**Your task:** Could you write out the lines from the beginning of the data items through the one containing "column 624, row 111", swapping every "scouting tally" for "field survey" and leaving everything else as it is?

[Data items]

########

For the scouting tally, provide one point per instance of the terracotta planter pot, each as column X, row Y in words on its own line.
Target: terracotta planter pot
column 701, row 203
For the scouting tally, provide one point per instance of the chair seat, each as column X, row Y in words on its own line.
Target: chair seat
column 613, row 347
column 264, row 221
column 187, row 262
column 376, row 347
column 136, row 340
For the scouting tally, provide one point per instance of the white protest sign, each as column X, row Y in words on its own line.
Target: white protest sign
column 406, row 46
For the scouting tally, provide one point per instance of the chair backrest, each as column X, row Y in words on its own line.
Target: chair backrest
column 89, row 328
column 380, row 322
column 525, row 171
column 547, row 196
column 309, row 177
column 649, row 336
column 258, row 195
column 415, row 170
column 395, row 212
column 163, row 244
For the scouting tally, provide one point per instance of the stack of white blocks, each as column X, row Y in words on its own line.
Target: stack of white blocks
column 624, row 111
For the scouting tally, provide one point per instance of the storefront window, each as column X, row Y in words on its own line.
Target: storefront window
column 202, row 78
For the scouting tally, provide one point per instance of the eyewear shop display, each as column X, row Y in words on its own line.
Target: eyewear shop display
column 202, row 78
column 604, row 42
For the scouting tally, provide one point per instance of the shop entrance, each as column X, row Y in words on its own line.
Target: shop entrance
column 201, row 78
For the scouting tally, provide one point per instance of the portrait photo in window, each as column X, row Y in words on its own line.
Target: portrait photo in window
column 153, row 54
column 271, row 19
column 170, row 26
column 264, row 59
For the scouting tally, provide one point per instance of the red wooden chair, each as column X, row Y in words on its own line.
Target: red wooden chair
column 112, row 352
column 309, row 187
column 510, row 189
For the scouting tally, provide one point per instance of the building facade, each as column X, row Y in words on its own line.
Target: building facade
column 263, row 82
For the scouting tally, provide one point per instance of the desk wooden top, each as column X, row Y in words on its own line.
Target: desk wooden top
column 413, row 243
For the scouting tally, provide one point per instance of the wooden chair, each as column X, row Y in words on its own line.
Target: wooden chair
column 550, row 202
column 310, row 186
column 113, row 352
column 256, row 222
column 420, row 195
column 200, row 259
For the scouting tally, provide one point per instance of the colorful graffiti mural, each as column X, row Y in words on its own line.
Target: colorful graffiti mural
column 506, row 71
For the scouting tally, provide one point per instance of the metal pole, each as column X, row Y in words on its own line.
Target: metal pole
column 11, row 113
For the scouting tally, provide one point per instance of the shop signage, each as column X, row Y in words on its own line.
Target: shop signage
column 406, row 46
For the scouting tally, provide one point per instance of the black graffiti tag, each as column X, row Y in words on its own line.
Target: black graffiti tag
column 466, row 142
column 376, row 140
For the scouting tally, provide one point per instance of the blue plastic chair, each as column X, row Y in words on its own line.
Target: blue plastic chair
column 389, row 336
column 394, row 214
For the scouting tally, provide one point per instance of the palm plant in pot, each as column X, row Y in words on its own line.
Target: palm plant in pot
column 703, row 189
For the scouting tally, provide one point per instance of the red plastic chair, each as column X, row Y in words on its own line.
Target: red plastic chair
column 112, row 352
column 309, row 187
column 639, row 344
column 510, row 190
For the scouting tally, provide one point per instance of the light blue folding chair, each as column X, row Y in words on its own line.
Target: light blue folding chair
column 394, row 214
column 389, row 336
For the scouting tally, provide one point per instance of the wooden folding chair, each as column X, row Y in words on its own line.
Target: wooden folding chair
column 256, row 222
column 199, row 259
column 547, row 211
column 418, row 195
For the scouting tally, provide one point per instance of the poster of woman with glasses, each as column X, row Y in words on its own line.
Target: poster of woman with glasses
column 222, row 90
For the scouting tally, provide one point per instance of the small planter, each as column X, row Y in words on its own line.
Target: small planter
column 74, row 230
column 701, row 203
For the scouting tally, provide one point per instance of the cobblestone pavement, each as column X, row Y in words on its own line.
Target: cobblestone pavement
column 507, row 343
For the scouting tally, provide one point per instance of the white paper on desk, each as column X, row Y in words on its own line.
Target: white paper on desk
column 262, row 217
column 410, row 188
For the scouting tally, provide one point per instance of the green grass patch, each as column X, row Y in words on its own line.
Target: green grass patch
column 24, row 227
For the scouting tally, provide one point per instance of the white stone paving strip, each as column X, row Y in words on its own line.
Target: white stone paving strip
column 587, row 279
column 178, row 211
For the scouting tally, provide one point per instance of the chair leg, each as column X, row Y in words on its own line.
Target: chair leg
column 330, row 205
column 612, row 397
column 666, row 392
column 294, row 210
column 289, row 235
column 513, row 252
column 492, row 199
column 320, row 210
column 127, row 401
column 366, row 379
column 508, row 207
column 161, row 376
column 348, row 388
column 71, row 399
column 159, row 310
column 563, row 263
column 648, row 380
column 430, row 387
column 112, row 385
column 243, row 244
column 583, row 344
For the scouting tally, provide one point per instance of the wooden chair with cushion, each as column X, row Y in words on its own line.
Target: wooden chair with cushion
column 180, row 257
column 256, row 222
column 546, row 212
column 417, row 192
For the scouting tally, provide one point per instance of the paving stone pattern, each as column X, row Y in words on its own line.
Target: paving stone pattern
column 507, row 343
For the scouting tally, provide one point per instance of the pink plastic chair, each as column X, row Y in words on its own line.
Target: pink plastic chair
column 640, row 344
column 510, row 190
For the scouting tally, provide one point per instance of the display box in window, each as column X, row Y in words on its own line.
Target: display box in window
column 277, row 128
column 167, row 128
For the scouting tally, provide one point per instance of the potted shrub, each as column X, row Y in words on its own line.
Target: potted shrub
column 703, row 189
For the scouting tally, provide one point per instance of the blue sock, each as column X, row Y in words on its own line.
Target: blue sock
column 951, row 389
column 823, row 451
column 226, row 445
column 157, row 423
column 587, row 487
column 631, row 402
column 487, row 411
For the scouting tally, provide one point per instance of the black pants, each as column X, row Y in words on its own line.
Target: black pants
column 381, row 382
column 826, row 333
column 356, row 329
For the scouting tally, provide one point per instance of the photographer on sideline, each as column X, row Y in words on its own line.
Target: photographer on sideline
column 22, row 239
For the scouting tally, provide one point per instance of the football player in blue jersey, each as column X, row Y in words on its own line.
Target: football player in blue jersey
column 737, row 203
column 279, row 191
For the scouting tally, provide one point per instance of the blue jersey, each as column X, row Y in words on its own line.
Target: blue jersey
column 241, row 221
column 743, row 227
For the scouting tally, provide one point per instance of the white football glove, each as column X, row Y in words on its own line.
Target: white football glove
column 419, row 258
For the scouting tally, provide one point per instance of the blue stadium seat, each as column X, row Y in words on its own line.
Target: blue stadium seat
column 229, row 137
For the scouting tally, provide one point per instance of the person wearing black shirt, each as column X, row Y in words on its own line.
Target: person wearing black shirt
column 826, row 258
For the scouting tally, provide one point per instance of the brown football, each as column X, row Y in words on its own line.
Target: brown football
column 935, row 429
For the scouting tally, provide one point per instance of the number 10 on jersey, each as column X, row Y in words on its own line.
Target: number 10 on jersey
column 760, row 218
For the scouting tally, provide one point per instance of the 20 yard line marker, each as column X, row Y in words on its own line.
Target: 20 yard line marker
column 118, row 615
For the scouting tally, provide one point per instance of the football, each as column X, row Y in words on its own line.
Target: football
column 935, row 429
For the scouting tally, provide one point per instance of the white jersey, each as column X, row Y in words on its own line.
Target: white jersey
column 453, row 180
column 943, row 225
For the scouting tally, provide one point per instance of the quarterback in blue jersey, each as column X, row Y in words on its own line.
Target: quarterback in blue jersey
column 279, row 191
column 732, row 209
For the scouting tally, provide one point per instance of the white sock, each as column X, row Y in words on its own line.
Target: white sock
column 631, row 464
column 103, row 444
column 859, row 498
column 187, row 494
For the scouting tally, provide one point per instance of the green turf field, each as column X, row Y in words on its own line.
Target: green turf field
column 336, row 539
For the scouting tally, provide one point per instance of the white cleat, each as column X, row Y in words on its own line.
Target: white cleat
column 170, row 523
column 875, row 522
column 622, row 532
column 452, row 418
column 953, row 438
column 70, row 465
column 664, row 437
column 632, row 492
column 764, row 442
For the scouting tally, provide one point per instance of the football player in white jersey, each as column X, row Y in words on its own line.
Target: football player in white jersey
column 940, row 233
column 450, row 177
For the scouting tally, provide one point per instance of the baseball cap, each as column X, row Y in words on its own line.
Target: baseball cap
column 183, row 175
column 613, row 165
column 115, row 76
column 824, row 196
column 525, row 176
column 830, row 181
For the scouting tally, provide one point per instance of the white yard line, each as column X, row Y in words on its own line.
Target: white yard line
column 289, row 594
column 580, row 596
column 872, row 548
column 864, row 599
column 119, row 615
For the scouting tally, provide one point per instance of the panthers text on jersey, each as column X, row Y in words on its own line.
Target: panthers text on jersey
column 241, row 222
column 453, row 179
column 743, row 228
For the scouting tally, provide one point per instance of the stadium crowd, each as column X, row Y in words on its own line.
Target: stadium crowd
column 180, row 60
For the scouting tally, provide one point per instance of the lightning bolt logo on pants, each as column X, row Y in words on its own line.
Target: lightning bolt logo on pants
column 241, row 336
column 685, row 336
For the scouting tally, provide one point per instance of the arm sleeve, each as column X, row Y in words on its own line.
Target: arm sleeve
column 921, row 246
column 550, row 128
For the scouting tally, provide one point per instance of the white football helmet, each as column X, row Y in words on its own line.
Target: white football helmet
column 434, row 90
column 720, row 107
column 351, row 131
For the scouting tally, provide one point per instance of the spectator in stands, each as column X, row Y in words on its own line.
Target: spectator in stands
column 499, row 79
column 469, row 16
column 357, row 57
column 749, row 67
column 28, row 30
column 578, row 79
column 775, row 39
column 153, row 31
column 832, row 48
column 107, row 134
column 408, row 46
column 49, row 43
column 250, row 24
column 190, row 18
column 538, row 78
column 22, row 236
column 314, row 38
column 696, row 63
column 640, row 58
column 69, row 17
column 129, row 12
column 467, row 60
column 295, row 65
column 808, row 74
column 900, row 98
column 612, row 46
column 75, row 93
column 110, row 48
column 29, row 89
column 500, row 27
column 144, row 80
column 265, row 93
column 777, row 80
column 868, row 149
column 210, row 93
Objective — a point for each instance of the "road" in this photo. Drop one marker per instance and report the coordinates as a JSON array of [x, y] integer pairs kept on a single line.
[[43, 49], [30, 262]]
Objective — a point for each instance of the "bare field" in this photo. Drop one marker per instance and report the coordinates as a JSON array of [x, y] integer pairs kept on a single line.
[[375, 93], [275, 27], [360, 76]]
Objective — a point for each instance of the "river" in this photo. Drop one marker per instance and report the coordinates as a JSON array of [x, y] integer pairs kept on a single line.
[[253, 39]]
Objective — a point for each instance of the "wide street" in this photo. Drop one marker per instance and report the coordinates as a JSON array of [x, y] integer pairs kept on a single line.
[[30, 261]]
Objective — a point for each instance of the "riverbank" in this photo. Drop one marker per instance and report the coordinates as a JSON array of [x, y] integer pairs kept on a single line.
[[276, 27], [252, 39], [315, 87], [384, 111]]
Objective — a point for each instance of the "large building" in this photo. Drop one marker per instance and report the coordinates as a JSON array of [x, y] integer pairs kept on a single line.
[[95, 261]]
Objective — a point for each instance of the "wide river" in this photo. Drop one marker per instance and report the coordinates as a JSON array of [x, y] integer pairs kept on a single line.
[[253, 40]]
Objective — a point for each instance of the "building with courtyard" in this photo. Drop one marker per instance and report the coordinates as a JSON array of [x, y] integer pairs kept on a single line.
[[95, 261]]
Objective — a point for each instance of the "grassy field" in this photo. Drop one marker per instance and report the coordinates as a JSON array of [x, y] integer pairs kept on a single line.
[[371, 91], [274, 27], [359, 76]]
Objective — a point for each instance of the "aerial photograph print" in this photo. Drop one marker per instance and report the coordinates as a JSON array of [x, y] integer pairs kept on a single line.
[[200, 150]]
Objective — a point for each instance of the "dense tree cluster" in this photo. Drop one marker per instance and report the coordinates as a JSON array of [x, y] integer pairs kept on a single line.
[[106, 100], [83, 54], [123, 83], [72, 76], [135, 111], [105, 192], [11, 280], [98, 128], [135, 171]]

########

**Task answer:**
For the field survey, provide one point per instance of the terracotta planter pot, each as column X, row Y in words on its own line.
Target: terracotta planter pot
column 701, row 203
For the field survey, provide one point per instance of the chair seat, each as column X, row Y in words on its own line.
Target: chair seat
column 613, row 347
column 264, row 221
column 187, row 262
column 376, row 347
column 136, row 340
For the field survey, provide one point per instance of the white protest sign, each as column X, row Y in words on its own line.
Target: white protest sign
column 406, row 46
For the field survey, provide one point per instance of the chair backrest, each as column X, row Y in words on its own line.
Target: chair backrest
column 89, row 328
column 380, row 322
column 525, row 171
column 547, row 196
column 309, row 177
column 649, row 336
column 258, row 195
column 415, row 170
column 395, row 212
column 163, row 244
For the field survey, provide one point per instance of the stack of white blocks, each as column X, row Y in words on its own line.
Target: stack of white blocks
column 624, row 111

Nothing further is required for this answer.